▶ _TASK PROMPT_: Can you reproduce the data beneath, keeping every line exact?

A block of data:
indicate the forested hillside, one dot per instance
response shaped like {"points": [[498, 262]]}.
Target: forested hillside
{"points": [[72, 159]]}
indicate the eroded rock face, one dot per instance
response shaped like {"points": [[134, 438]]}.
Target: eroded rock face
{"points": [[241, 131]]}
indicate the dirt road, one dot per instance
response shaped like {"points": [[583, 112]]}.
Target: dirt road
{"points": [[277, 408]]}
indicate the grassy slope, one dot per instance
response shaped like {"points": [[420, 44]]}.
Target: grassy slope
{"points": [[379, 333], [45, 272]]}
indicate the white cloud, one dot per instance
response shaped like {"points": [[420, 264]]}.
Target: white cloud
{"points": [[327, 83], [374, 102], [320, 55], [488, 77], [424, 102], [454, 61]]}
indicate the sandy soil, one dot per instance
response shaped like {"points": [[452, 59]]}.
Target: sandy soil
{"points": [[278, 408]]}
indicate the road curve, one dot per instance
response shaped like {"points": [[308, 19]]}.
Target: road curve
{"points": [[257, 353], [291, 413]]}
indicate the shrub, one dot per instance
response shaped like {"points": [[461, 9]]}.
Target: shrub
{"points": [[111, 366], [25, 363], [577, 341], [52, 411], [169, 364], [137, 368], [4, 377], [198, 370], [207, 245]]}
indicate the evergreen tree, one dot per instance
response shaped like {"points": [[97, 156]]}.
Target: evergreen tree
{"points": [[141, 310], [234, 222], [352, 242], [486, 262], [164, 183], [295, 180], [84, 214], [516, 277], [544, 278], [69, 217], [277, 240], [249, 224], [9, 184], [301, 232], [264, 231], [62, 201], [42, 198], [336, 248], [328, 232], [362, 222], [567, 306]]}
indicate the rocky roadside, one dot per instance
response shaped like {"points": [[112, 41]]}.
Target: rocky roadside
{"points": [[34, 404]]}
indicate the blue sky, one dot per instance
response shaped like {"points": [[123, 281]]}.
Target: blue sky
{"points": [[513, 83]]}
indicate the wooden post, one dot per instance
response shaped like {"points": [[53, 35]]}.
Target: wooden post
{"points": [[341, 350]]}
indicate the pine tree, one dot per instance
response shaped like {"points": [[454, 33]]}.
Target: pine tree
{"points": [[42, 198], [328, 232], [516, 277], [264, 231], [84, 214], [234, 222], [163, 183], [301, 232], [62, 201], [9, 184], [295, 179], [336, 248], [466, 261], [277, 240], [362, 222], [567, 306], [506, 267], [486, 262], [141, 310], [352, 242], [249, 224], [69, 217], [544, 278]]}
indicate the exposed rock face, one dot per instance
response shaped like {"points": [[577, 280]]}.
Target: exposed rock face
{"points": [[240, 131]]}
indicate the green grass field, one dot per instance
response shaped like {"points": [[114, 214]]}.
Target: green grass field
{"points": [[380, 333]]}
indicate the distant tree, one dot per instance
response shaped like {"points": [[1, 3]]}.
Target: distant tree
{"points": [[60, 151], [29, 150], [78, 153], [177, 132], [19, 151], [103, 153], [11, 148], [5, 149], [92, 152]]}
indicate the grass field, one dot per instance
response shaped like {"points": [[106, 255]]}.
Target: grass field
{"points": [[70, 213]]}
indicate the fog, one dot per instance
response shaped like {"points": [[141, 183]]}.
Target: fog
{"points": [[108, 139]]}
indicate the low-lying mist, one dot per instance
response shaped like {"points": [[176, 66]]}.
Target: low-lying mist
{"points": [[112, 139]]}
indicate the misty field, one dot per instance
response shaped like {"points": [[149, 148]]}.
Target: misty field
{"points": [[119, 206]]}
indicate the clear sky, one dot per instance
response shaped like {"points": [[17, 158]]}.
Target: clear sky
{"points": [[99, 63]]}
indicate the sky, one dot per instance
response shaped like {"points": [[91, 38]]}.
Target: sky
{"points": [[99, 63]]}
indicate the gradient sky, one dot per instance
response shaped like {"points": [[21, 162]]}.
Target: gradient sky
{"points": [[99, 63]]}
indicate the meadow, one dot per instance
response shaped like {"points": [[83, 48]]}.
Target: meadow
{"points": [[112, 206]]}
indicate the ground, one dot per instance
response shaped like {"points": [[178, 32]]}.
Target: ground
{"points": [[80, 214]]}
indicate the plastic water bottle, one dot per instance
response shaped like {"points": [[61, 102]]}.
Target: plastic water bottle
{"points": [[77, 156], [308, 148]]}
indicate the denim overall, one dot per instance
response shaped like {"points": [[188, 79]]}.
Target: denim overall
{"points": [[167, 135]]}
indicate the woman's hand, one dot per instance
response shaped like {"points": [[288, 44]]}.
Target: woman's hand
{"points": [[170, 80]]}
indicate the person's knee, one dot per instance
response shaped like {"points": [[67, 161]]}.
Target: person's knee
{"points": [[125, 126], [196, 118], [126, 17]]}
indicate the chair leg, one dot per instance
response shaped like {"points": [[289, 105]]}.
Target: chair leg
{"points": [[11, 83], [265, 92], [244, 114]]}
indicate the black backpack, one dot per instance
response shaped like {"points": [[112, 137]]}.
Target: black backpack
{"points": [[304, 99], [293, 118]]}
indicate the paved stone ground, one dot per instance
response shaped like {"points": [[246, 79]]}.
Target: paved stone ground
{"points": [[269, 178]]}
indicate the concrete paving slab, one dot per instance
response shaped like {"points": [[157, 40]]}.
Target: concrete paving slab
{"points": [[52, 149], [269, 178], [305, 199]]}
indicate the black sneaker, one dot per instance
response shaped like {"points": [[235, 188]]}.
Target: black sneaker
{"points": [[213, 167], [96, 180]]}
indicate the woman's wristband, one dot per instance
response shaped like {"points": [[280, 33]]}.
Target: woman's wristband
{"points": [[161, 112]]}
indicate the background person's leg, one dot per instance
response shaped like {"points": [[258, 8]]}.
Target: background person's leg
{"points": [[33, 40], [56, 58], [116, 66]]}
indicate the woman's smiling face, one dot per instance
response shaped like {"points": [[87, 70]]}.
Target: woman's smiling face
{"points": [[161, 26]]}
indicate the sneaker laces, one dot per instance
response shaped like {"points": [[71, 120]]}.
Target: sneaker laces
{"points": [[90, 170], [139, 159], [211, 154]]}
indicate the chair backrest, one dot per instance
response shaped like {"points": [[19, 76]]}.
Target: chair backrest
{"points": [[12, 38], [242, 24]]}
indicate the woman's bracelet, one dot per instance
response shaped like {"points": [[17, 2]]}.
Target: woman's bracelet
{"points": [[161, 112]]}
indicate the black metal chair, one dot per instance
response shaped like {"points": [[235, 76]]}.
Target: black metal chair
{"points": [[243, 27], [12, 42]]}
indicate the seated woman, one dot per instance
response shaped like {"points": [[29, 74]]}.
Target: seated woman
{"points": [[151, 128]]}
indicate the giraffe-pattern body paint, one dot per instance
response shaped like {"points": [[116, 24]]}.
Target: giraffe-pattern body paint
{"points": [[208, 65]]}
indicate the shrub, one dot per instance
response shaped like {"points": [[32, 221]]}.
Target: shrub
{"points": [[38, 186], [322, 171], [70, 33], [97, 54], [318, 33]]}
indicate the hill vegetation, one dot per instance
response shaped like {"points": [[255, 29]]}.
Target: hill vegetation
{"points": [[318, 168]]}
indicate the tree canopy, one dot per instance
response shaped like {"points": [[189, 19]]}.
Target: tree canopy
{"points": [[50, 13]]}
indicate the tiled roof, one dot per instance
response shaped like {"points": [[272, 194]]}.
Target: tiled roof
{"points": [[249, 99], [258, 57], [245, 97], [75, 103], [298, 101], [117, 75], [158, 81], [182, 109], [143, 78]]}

▶ _SOLUTION TO THIS PROBLEM_:
indicate the forested hillside, one dot per instance
response shaped like {"points": [[498, 262]]}.
Target: forested hillside
{"points": [[72, 159]]}
indicate the eroded rock face, one dot per instance
response shaped like {"points": [[134, 438]]}.
Target: eroded rock face
{"points": [[241, 131]]}
indicate the dirt road, one dot per instance
response shaped like {"points": [[583, 112]]}.
Target: dirt road
{"points": [[277, 408]]}
indicate the grassy slope, one dot per instance
response shaped like {"points": [[420, 44]]}.
Target: grassy slope
{"points": [[379, 333], [45, 272]]}
indicate the white cloud, one dot per instance
response shaped like {"points": [[420, 264]]}.
Target: white cloud
{"points": [[327, 83], [374, 102], [320, 55], [488, 77], [424, 102], [454, 61]]}
indicate the sandy soil, one dot per instance
response shaped like {"points": [[452, 59]]}.
Target: sandy soil
{"points": [[278, 408]]}
indicate the road curve, one dot per instance
response shaped like {"points": [[308, 19]]}.
Target: road curve
{"points": [[257, 353], [291, 413]]}
indicate the shrub, one dot per instance
response shaped like {"points": [[461, 9]]}.
Target: shrub
{"points": [[111, 366], [25, 363], [577, 341], [52, 411], [169, 364], [137, 368], [4, 377], [198, 370], [207, 245]]}
indicate the evergreen tree, one dot per instance
response shaped like {"points": [[97, 156]]}.
Target: evergreen tree
{"points": [[141, 310], [234, 222], [352, 242], [486, 262], [164, 183], [295, 180], [84, 214], [516, 277], [544, 278], [69, 217], [277, 240], [249, 224], [9, 184], [301, 232], [264, 231], [62, 201], [42, 198], [336, 248], [328, 232], [362, 222], [567, 306]]}
indicate the rocky roadside, one dot per instance
response shaped like {"points": [[112, 41]]}.
Target: rocky roadside
{"points": [[34, 404]]}
indicate the blue sky, one dot per instance
response shaped like {"points": [[123, 281]]}.
Target: blue sky
{"points": [[513, 83]]}
indicate the wooden post, one dot per instance
response shaped like {"points": [[53, 35]]}.
Target: wooden post
{"points": [[341, 350]]}
indicate the pine tree, one dot per instance
response shaped like {"points": [[454, 33]]}.
Target: pine tree
{"points": [[42, 198], [328, 232], [516, 277], [264, 231], [84, 214], [234, 222], [163, 183], [301, 232], [62, 201], [9, 184], [295, 179], [336, 248], [466, 261], [277, 240], [362, 222], [567, 306], [506, 267], [486, 262], [141, 310], [352, 242], [249, 224], [69, 217], [544, 278]]}
indicate the exposed rock face, one dot per instance
response shaped like {"points": [[577, 280]]}.
Target: exposed rock face
{"points": [[240, 131]]}
indicate the green grass field, one dot per instance
response shaped like {"points": [[114, 214]]}.
Target: green grass field
{"points": [[380, 333]]}
indicate the distant tree, one dot per instance
response shaped like {"points": [[1, 3]]}.
Target: distant tree
{"points": [[60, 151], [29, 150], [78, 153], [177, 132], [19, 151], [103, 153], [11, 148], [5, 149], [92, 152]]}
indicate the grass field, one dot per instance
response shaped like {"points": [[106, 255]]}.
Target: grass field
{"points": [[70, 213]]}
indicate the fog, one dot per instance
response shaped like {"points": [[141, 183]]}.
Target: fog
{"points": [[108, 139]]}
indicate the low-lying mist, one dot per instance
response shaped like {"points": [[176, 66]]}.
Target: low-lying mist
{"points": [[112, 139]]}
indicate the misty field, one dot per instance
response shaped like {"points": [[149, 148]]}.
Target: misty field
{"points": [[119, 206]]}
indicate the clear sky, one dot per instance
response shaped like {"points": [[17, 158]]}.
Target: clear sky
{"points": [[99, 63]]}
indicate the sky, one dot per instance
response shaped like {"points": [[91, 38]]}.
Target: sky
{"points": [[99, 63]]}
indicate the gradient sky, one dot per instance
response shaped like {"points": [[21, 162]]}.
Target: gradient sky
{"points": [[99, 63]]}
indicate the meadow, one dot per instance
response shaped like {"points": [[83, 48]]}.
Target: meadow
{"points": [[112, 206]]}
indicate the ground, one dot per instance
response shaped like {"points": [[178, 32]]}.
Target: ground
{"points": [[80, 214]]}
indicate the plastic water bottle, one dot per instance
response shaped like {"points": [[61, 102]]}.
Target: plastic water bottle
{"points": [[77, 156], [308, 148]]}
indicate the denim overall, one dot per instance
response shaped like {"points": [[188, 79]]}.
Target: denim overall
{"points": [[167, 135]]}
indicate the woman's hand, one dot per instance
response shaped like {"points": [[288, 44]]}.
Target: woman's hand
{"points": [[170, 80]]}
indicate the person's knee, one dot per instance
response shaped like {"points": [[67, 161]]}.
Target: person's knee
{"points": [[125, 126], [196, 118], [126, 17]]}
indicate the chair leg, one dot per instance
response shaped like {"points": [[289, 105]]}.
Target: chair leg
{"points": [[11, 83], [265, 92], [244, 114]]}
indicate the black backpack, one dot per instance
response shaped like {"points": [[112, 137]]}.
Target: black backpack
{"points": [[304, 99], [293, 118]]}
indicate the paved stone ground, one dot per instance
response shaped like {"points": [[246, 79]]}.
Target: paved stone ground
{"points": [[269, 178]]}
indicate the concrete paving slab, one dot per instance
response shaped like {"points": [[157, 40]]}.
Target: concrete paving slab
{"points": [[52, 149], [269, 178], [305, 199]]}
indicate the black sneaker, one dot per instance
response shaped like {"points": [[235, 188]]}.
Target: black sneaker
{"points": [[213, 167], [96, 180]]}
indicate the woman's wristband, one dot per instance
response shaped like {"points": [[280, 33]]}.
Target: woman's wristband
{"points": [[161, 112]]}
indicate the background person's leg, one dot per instance
response shaped like {"points": [[258, 8]]}.
Target: background person's leg
{"points": [[33, 40], [56, 58], [116, 66]]}
indicate the woman's smiling face, one dot per instance
response shaped like {"points": [[87, 70]]}.
Target: woman's smiling face
{"points": [[161, 26]]}
indicate the sneaker laces, one dot per instance
response shaped like {"points": [[71, 120]]}.
Target: sneaker laces
{"points": [[90, 170], [139, 159], [211, 154]]}
indicate the chair backrest, one dot per instance
response shaped like {"points": [[19, 76]]}.
Target: chair backrest
{"points": [[12, 38], [242, 24]]}
indicate the woman's bracelet, one dot per instance
response shaped like {"points": [[17, 2]]}.
Target: woman's bracelet
{"points": [[161, 112]]}
indicate the black metal chair, one dot per instance
response shaped like {"points": [[235, 76]]}.
Target: black metal chair
{"points": [[243, 27], [12, 42]]}
indicate the seated woman, one dot per instance
response shaped like {"points": [[29, 74]]}.
Target: seated woman
{"points": [[151, 128]]}
indicate the giraffe-pattern body paint, one dot per instance
response shaped like {"points": [[116, 24]]}.
Target: giraffe-pattern body paint
{"points": [[208, 65]]}
indicate the shrub, one dot per instance
response shaped like {"points": [[32, 221]]}.
Target: shrub
{"points": [[38, 186], [322, 171], [70, 33], [97, 54], [318, 33]]}
indicate the hill vegetation, one dot per instance
response shaped like {"points": [[255, 29]]}.
Target: hill vegetation
{"points": [[318, 168]]}
indicate the tree canopy, one dot per instance
response shaped like {"points": [[189, 19]]}.
Target: tree canopy
{"points": [[50, 13]]}
indicate the tiled roof, one dot per instance
response shaped like {"points": [[272, 194]]}.
Target: tiled roof
{"points": [[249, 99], [258, 57], [245, 97], [75, 103], [298, 101], [117, 75], [158, 81], [182, 109], [143, 78]]}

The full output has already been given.